#### Stated task:
Write out the whole listing exactly as it stands.

#### Data excerpts ####

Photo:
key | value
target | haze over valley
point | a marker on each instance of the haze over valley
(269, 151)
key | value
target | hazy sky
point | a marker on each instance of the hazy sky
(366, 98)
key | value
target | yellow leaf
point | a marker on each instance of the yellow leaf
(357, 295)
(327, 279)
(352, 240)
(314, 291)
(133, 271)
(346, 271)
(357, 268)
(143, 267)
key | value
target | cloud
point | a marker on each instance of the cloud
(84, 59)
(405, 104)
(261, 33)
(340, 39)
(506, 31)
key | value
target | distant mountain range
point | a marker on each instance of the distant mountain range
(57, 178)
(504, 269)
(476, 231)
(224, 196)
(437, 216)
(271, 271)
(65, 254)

####

#### Solution for this task:
Photo:
key | value
target | haze over valley
point | a marker on each instance of the haze over valley
(269, 151)
key | value
target | hazy sky
point | a marker on each instance of the hazy sky
(366, 98)
key | value
target | yellow leaf
point | a marker on each instance of the yellow leaf
(357, 295)
(327, 279)
(352, 240)
(314, 291)
(133, 271)
(346, 271)
(357, 268)
(143, 267)
key | value
target | cloud
point | a marker on each instance of the cloud
(84, 59)
(405, 104)
(261, 33)
(340, 39)
(506, 31)
key | value
target | distant mountain range
point | a marker on each instance of the distant mountain range
(57, 178)
(504, 269)
(476, 231)
(224, 196)
(437, 216)
(271, 271)
(65, 254)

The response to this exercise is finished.